WRITTEN EXERCISE 1 ->
Please rewrite the paragraph in the Lisa Kolb article that begins "Lisa Kolb started her club career" as a dated list, keeping its main facts.
WRITTEN EXERCISE 2 ->
According to the Lisa Kolb article, in which town was she born?
WRITTEN EXERCISE 3 ->
Carry on the Lisa Kolb article from the point where it stops.

EXCERPT ->
Lisa Kolb

Personal information
- Date of birth: 4 May 2001 (age 25)
- Place of birth: Gmunden, Austria
- Position: Forward

Team information
- Current team: SC Freiburg
- Number: 22

Senior career*
- Years: Team / Apps / (Gls)
- 2016–2018: Union Kleinmünchen / 0 / (0)
- 2018–2019: Sturm Graz / 0 / (0)
- 2020–2021: Neulengbach / 16 / (19)
- 2021–: SC Freiburg / 81 / (8)

International career^{‡}
- 2016–2018: Austria U17 / 12 / (6)
- 2018–2019: Austria U19 / 4 / (2)
- 2020–: Austria / 26 / (2)

= Lisa Kolb =

Austrian footballer

Lisa Kolb (born 4 May 2001) is an Austrian footballer who plays as a forward for Bundesliga club SC Freiburg and the Austria national team.

==Club career==
Kolb has played for Neulengbach in Austria.

Lisa Kolb started her club career in 2009 at VBSC Vöcklabrucker Sportclub, in the 2015/16 season she played for Sportunion Volksbank Vöcklamarkt. In 2015 she was top scorer in the U-14 national championship. In July 2016 she moved to Union Kleinmünchen in Linz, and from 2018/19 she played for Sturm Graz.  At the end of 2018, she came in sixth place in the election for Footballer of the Year.  A back injury forced her to take a break from spring 2019 to summer 2020, and she moved to SV Neulengbach in autumn 2019.  In Sankt Pölten she attended the ÖFB Women's Academy from 2015 to 2020, where she graduated from high school in 2020.

EXTRACTED INFORMATION ->
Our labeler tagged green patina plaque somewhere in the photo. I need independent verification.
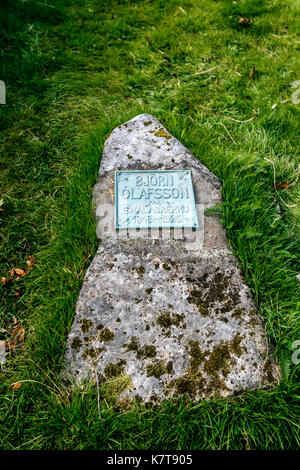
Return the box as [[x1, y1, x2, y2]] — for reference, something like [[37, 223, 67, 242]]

...

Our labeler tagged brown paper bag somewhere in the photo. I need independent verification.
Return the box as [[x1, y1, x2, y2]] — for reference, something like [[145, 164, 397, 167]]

FINAL ANSWER 1 ->
- 2009: began her club career at VBSC Vöcklabrucker Sportclub
- 2015: top scorer in the U-14 national championship
- 2015/16 season: played for Sportunion Volksbank Vöcklamarkt
- 2015–2020: attended the ÖFB Women's Academy in Sankt Pölten, graduating from high school in 2020
- July 2016: moved to Union Kleinmünchen in Linz
- 2018/19: played for Sturm Graz
- End of 2018: finished sixth in the election for Footballer of the Year
- Spring 2019 to summer 2020: took a break because of a back injury
- Autumn 2019: moved to SV Neulengbach

FINAL ANSWER 2 ->
Gmunden, Austria.

FINAL ANSWER 3 ->
In April 2021, her move to German Bundesliga club SC Freiburg was announced at the start of the 2021/22 season.  In the election organized by the Austrian Football Association (ÖFB) and carried out among the coaches and fans of the Planet Pure Women's Bundesliga, she was elected player of the 2020/21 season ahead of Mateja Zver and Katja Wienerroither.  At the beginning of 2023, her contract with SC Freiburg was extended.

In the 2023–24 season, Kolb scored the winner in the 1–0 away victory against SGS Essen.

==International career==
Kolb played in the U17 and U19 national teams.

ÖFB team coach Irene Fuhrmann called her up for the first time in the Austrian squad for the European Championship qualifier against France on 27 October 2020 in Wiener Neustadt.  She made her debut in the Austrian senior team on 27 November 2020 in the 3–0 defeat in the away game against France, where she came on as a substitute for Barbara Dunst in the 75th minute. She scored her first goal for the national team on 23 February 2022 in a 3–0 friendly win against Switzerland in Marbella.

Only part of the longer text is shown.